:: Exercise aim ::
Answer with a number only: how many lines of the data contain "below"?

====== Data section

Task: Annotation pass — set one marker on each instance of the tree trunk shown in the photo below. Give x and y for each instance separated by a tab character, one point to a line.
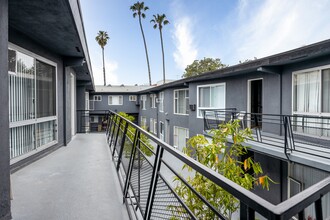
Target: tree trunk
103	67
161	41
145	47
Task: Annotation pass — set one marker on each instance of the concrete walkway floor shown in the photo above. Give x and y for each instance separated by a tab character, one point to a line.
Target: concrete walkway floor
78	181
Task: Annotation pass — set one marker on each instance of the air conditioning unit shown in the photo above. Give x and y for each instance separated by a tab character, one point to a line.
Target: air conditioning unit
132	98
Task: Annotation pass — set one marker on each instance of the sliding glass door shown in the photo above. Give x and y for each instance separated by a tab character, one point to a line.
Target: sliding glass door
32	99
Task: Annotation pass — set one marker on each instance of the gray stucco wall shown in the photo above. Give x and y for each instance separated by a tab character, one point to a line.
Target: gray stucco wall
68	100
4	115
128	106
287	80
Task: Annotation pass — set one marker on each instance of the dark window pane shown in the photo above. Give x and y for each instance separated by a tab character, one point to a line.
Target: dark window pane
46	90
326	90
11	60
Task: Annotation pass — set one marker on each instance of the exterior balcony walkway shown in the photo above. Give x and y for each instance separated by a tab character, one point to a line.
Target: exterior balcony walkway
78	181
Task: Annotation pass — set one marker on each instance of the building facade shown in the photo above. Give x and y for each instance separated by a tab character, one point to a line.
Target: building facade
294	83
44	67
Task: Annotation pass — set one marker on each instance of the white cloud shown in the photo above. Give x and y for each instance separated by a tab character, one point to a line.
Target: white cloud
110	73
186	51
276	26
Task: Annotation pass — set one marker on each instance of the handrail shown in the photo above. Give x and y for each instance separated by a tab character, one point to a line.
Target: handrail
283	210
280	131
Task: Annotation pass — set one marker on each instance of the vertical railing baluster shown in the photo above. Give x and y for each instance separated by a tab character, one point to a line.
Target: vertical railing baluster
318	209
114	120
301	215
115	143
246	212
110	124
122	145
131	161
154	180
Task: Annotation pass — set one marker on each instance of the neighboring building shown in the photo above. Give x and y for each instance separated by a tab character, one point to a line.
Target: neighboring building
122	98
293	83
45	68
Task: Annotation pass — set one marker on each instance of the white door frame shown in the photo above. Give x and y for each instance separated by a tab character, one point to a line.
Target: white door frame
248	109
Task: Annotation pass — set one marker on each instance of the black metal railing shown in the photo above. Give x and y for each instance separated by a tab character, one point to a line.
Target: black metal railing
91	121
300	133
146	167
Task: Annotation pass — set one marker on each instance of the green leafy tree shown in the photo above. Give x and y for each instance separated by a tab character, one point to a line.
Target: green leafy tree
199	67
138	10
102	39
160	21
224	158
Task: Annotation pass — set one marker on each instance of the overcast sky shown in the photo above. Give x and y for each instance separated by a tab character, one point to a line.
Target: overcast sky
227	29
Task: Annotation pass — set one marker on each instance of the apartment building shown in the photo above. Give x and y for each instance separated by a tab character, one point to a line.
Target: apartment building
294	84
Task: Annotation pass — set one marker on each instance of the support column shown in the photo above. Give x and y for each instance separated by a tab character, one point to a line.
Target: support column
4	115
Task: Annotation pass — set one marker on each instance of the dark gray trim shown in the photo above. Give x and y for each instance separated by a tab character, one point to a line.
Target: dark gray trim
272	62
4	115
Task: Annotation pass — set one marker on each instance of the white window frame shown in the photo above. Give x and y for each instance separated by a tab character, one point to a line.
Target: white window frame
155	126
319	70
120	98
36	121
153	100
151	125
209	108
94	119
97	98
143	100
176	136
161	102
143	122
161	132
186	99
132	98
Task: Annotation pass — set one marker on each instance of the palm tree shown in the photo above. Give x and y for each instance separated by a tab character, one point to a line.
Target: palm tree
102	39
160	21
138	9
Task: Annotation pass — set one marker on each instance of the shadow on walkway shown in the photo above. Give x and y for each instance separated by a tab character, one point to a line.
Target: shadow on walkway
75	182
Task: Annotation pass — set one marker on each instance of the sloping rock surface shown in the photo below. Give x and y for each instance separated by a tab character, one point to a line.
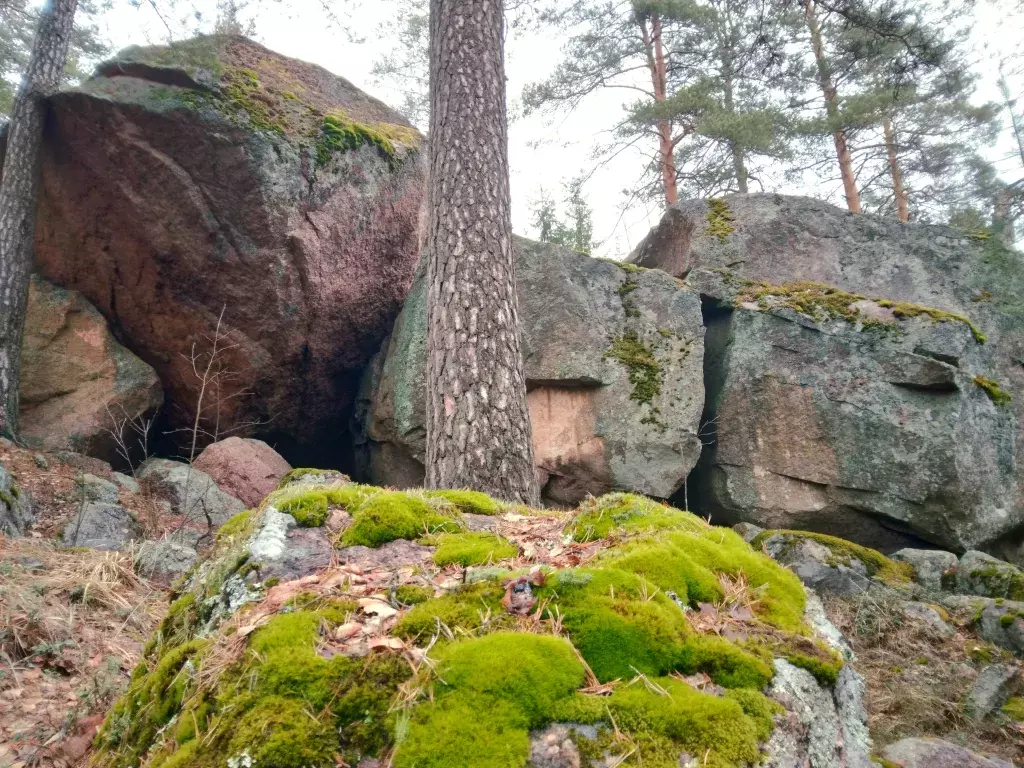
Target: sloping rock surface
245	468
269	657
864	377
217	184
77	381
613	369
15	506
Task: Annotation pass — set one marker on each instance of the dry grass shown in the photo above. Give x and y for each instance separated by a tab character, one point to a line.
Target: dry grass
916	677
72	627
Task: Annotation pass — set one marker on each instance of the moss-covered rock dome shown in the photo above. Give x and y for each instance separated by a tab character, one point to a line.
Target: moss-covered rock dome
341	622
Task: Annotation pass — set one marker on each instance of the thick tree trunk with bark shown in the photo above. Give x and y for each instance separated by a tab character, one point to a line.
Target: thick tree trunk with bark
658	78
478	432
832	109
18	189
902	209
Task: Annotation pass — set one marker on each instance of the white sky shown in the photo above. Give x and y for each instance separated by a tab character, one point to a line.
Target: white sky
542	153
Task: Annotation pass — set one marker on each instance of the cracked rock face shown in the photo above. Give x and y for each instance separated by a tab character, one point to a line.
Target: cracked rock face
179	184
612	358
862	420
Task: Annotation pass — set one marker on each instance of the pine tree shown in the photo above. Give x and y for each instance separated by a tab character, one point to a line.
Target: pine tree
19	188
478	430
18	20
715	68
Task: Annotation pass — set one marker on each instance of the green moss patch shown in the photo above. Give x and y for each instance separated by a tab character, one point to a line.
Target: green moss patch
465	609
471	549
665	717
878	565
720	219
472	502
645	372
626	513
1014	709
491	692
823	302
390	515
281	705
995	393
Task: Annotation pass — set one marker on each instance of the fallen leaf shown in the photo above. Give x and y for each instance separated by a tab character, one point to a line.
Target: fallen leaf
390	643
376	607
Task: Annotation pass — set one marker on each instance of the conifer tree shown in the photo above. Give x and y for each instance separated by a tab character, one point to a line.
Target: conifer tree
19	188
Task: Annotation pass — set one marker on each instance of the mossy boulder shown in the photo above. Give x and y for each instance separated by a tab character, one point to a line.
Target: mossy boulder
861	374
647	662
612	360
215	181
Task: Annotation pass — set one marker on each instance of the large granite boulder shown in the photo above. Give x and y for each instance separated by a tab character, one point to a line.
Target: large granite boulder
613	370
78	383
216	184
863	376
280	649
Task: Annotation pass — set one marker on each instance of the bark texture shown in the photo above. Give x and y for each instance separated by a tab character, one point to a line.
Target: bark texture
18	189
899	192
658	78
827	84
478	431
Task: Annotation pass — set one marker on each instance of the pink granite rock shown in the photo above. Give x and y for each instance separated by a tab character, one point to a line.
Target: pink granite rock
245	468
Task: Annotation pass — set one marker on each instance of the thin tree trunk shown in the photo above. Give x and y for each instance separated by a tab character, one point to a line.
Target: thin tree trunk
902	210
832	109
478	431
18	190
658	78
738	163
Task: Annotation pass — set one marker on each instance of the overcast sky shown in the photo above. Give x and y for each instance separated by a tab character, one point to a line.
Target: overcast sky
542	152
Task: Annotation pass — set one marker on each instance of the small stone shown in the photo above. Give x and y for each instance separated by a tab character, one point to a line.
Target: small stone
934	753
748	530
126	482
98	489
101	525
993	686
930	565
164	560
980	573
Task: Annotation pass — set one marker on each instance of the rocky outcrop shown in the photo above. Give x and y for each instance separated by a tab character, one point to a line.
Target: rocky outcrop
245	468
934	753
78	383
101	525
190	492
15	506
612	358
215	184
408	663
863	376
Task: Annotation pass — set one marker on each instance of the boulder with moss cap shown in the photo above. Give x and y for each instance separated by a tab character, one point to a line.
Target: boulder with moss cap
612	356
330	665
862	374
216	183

============
====== Data section

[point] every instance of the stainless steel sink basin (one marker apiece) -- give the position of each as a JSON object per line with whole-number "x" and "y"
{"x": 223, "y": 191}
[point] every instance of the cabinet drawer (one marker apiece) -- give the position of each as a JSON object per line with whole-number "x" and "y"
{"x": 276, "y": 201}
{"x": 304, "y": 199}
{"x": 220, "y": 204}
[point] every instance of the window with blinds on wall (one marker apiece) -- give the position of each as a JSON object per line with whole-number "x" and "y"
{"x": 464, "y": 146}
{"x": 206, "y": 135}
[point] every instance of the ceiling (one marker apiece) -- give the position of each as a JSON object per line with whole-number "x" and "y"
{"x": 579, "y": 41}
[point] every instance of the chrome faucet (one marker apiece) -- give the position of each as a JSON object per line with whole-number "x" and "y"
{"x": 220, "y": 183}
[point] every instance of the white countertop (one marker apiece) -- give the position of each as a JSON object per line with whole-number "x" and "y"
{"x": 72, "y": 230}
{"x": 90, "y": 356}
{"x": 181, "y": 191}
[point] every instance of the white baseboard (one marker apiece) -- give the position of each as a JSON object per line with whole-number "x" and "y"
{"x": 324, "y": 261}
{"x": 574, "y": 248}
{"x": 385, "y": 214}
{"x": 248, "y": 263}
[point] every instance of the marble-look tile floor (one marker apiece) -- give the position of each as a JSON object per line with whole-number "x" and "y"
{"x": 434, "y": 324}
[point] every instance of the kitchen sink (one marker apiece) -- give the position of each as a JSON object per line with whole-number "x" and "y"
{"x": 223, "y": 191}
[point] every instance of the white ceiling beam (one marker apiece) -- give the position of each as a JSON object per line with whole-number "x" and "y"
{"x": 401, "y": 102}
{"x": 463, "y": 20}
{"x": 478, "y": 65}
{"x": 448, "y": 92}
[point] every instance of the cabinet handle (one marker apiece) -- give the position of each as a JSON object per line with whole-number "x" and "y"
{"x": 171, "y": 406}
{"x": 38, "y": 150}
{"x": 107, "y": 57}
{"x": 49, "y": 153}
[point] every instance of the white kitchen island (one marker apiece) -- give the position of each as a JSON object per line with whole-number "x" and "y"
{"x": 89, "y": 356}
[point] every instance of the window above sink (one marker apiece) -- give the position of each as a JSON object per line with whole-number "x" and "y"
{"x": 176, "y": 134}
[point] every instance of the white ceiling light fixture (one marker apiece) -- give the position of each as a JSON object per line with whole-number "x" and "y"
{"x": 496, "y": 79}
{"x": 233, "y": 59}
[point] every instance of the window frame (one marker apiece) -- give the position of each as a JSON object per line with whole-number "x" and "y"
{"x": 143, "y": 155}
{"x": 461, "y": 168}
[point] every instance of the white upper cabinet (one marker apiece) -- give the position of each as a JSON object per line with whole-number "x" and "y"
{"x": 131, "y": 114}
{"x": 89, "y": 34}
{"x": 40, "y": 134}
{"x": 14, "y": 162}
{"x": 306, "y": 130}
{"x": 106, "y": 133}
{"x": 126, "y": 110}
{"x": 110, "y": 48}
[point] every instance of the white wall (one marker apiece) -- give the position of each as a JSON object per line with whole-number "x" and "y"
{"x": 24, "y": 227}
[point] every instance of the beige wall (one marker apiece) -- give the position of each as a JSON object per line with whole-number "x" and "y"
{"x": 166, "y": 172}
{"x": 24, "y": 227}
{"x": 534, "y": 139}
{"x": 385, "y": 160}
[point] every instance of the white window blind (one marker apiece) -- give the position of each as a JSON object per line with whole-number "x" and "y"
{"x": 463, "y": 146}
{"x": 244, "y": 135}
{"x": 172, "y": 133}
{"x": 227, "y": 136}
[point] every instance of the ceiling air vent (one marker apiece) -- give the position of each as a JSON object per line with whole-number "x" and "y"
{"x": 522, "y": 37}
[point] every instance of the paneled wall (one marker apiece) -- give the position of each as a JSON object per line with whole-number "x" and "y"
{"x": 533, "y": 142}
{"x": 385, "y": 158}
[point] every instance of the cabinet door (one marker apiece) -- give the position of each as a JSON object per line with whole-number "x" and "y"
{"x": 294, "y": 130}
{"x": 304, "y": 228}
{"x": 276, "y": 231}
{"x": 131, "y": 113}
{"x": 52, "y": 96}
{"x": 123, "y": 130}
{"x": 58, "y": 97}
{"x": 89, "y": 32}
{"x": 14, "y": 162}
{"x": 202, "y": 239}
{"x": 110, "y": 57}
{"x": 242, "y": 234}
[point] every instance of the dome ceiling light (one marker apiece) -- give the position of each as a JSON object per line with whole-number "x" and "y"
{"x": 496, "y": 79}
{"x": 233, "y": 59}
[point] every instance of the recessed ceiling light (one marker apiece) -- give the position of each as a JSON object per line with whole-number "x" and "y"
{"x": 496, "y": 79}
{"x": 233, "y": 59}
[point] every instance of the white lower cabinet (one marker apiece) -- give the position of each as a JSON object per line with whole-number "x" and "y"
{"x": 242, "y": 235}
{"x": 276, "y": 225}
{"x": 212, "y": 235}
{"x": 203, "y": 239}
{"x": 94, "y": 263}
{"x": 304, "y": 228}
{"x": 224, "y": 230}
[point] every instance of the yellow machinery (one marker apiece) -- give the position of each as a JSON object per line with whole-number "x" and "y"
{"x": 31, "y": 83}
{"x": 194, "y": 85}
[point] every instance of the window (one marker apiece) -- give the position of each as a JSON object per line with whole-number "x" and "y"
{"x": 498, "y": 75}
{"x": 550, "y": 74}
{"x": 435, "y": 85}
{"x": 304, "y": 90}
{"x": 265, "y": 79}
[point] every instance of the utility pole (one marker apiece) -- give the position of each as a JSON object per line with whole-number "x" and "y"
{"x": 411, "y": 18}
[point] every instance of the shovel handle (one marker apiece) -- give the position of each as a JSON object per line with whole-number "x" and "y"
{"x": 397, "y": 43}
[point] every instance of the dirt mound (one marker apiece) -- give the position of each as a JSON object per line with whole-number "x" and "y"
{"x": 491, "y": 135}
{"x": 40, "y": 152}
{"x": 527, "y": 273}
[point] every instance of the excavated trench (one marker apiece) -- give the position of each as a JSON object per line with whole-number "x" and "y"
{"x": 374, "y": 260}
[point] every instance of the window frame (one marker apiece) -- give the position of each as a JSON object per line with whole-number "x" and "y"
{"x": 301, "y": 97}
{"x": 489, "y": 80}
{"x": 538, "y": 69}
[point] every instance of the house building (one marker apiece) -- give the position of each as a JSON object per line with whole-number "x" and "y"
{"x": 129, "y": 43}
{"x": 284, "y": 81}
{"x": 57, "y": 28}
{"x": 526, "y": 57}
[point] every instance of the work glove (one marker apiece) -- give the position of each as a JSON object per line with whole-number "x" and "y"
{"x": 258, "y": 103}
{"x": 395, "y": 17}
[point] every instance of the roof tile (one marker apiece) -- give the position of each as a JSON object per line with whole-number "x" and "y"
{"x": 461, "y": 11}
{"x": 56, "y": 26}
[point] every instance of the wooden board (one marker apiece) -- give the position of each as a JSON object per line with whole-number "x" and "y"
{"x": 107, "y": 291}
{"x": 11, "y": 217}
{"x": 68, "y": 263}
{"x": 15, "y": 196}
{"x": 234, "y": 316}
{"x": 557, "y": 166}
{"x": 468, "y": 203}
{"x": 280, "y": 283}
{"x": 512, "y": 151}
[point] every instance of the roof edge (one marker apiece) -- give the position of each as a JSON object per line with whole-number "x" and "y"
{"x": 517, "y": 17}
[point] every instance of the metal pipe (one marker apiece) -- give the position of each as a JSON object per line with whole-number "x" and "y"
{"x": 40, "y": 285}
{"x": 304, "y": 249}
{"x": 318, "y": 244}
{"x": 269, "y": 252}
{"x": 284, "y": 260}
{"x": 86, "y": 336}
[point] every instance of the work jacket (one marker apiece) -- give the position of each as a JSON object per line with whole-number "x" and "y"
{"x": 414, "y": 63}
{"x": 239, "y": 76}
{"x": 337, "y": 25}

============
====== Data section

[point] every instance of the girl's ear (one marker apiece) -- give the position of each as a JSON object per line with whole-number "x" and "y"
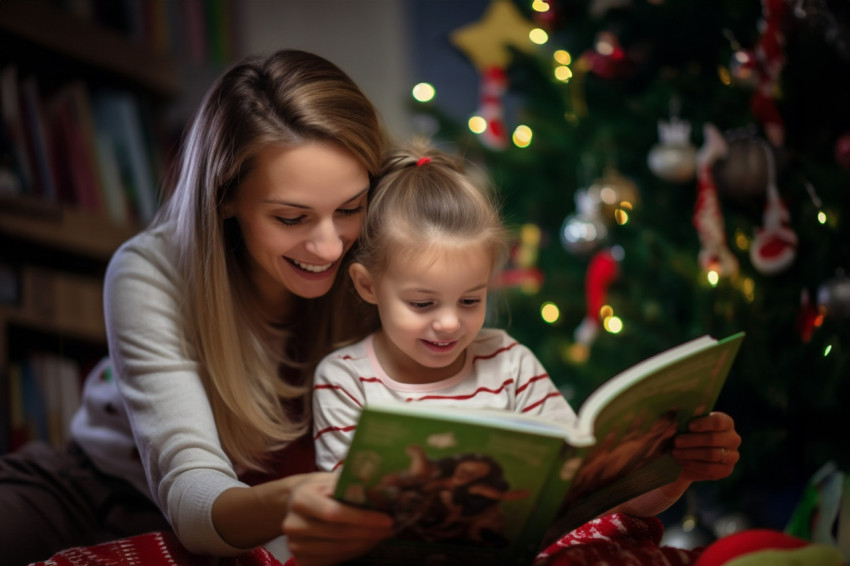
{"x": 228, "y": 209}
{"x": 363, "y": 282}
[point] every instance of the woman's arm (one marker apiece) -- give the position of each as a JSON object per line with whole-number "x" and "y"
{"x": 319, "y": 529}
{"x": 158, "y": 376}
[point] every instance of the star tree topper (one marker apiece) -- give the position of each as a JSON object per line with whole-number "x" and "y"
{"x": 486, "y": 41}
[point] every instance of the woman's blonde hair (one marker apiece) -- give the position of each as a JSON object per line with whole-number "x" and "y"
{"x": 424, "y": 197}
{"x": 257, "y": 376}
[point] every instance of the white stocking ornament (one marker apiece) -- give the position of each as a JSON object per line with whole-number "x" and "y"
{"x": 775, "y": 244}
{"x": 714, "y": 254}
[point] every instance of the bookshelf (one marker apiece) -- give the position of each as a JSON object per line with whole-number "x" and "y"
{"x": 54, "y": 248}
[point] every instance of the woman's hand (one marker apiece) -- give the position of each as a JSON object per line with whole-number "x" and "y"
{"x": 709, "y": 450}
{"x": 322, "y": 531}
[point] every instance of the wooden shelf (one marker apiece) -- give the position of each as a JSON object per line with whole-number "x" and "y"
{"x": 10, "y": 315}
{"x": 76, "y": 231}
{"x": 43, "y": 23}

============

:: Solution ::
2